[DOCUMENT PASSAGE]:
..............................

[Haskell-cafe] Fwd: Void is not Monoid?

[Isaac Elliott]

If you had an `RWST r Void s m a`, then you would be able to produce an `m
(a, s, Void)`, which is `absurd`.

On Sun, 13 Jan. 2019, 6:43 pm Javran Cheng, <javran.c at gmail.com> wrote:

> (forgot to reply all, sorry)
>
> Hi Will,
>
> Thanks for the reply!
>
> > A monoid has an identity element, and void does not.
>
> now I feel dull never thought about that.
>
> > How would you write return with void as the writer?
> > You can accomplish what you want with the free monoid over Void - i.e.
> [Void], which is isomorphic to unit. So unit seems like the right choice.
>
> Unit does work fine, but I figure using Void is an interesting idea, as I
> can make sure that no one can use the "W" part of my RWST.

..............................

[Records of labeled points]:
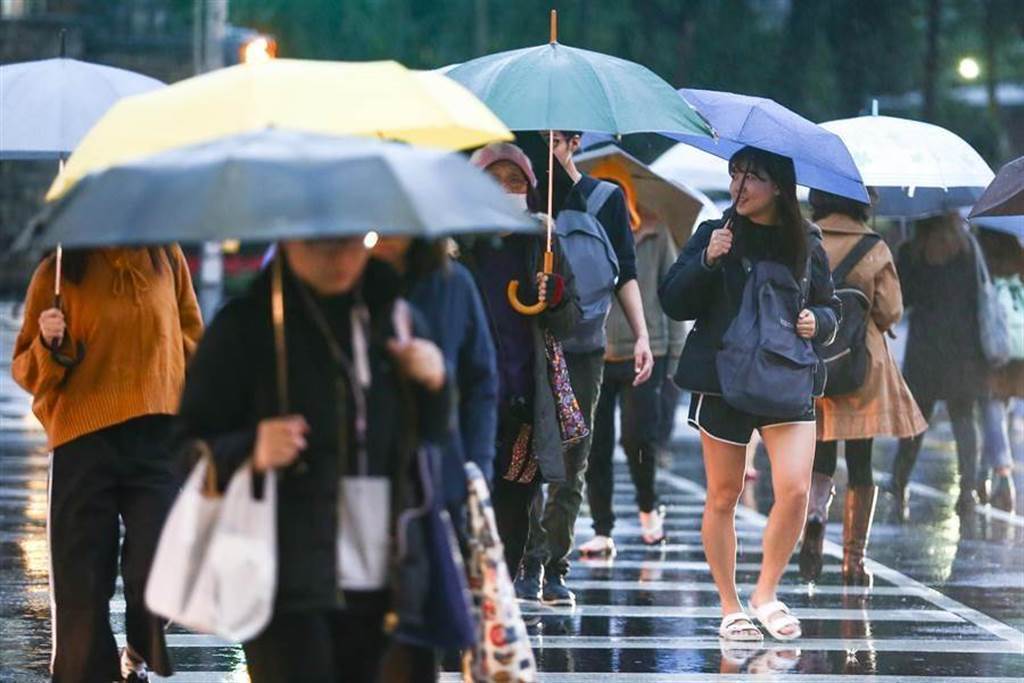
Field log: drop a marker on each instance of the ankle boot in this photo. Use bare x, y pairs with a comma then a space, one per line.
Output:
819, 500
856, 527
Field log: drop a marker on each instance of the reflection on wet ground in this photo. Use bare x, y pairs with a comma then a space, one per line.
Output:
947, 603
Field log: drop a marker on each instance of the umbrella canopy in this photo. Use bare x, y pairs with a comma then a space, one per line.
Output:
557, 87
675, 205
377, 98
47, 107
1013, 225
275, 184
920, 169
1005, 197
686, 164
820, 158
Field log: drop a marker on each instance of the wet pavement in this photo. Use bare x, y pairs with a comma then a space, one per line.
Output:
947, 603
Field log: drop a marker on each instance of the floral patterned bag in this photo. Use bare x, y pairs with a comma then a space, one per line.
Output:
570, 418
502, 652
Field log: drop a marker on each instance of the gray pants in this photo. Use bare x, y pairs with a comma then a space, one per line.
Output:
552, 522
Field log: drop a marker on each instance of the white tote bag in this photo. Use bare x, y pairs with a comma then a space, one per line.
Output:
216, 564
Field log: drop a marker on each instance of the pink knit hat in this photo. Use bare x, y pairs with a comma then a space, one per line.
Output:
497, 152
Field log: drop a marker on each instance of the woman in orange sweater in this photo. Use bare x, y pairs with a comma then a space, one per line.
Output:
133, 315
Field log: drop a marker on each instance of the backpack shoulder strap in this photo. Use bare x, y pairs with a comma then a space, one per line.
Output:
864, 245
601, 194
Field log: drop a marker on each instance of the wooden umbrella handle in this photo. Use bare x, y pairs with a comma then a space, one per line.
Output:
513, 291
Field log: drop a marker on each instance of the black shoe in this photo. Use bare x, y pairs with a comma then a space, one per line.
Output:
527, 585
967, 503
556, 593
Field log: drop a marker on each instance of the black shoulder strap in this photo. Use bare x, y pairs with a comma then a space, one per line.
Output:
864, 245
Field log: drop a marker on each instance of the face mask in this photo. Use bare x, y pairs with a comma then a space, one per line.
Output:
519, 201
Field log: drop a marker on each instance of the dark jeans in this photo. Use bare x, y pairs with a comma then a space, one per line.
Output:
123, 473
322, 646
858, 460
551, 528
640, 420
961, 411
511, 502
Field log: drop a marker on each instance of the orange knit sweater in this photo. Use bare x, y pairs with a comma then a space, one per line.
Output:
139, 328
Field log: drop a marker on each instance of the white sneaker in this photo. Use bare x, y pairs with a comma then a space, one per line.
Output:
598, 546
652, 526
132, 666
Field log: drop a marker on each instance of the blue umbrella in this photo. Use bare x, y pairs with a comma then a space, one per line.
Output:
47, 107
820, 158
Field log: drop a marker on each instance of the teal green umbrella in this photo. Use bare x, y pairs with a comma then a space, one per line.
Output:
557, 87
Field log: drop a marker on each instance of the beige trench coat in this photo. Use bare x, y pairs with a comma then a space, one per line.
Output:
884, 406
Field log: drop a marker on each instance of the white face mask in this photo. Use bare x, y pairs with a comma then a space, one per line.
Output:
519, 201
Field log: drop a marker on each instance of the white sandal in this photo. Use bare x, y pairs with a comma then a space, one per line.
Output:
732, 629
774, 616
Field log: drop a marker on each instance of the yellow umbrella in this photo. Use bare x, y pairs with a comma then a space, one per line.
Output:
374, 98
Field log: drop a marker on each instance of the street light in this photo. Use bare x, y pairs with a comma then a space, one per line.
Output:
258, 50
969, 69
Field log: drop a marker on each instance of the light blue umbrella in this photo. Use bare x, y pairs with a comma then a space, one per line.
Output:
47, 107
279, 184
820, 158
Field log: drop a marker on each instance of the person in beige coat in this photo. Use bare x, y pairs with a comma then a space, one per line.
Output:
882, 407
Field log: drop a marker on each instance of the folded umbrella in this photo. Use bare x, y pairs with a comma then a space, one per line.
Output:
1005, 196
381, 99
278, 184
919, 169
676, 206
819, 157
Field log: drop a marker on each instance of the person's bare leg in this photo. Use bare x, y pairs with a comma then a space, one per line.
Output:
791, 451
724, 464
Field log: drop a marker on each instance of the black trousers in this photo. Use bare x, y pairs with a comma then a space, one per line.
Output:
511, 502
858, 460
641, 419
124, 474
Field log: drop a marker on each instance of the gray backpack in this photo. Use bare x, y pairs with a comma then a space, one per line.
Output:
595, 268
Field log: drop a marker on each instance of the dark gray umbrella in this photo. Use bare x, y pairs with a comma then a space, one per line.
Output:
1005, 195
275, 184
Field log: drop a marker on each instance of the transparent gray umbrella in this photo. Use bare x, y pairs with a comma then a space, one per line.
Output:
275, 184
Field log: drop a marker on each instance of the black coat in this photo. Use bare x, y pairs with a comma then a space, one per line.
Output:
231, 386
691, 291
943, 356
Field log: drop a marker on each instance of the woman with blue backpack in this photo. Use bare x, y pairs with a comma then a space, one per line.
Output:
866, 395
758, 287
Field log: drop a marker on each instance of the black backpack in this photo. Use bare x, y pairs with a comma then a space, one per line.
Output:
846, 357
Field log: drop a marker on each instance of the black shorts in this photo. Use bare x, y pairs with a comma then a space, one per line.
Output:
716, 418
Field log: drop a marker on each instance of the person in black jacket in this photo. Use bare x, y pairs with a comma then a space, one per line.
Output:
363, 392
706, 285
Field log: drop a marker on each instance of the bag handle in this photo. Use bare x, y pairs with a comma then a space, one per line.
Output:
280, 346
859, 251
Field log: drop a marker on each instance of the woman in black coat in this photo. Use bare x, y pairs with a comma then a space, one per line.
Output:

..............................

[PROBLEMS TO WORK ON]:
(a) Name every person mentioned by name in the Haskell-cafe message about Void.
(b) Reproduce, character for character, the part of the Haskell-cafe message about Void that begins at the words "[Isaac Elliott]" and stops after the words "reply all, sorry)".
(c) Carry on the Haskell-cafe message about Void, starting after its final sentence.
The listing is distinct material, unrelated to the Haskell-cafe message about Void.

[EXPECTED RESULTS]:
(a) Isaac Elliott, Javran Cheng, Will

(b)
[Isaac Elliott]

If you had an `RWST r Void s m a`, then you would be able to produce an `m
(a, s, Void)`, which is `absurd`.

On Sun, 13 Jan. 2019, 6:43 pm Javran Cheng, <javran.c at gmail.com> wrote:

> (forgot to reply all, sorry)

(c)
>
> Javran
>
>
> On Sun, Jan 13, 2019 at 12:23 AM William Yager <will.yager at gmail.com>
> wrote:
>
>> On Sun, Jan 13, 2019 at 4:00 PM Javran Cheng <javran.c at gmail.com> wrote:
>>
>>> Hi Cafe,
>>>
>>> I'm wondering why Data.Void does not have a Monoid instance, or, what
>>> would be the problem if we do "mempty = absurd mempty"?
>>>
>>
>> This diverges, does it not?
>>
>> A monoid has an identity element, and void does not.
>>
>>
>>> Long story: I was using a monad with some transformers, then I realize I
>>> can collapse State and Reader into RWST with Void being Writer output.
>>> (well, I could have just used Unit but I wanna give Void a try...) I
>>> know beforehand that Void is Semigroup but is a bit surprise it doesn't
>>> have Monoid instance.
>>>
>>
>> How would you write return with void as the writer?
>>
>> You can accomplish what you want with the free monoid over Void - i.e.
>> [Void], which is isomorphic to unit. So unit seems like the right choice.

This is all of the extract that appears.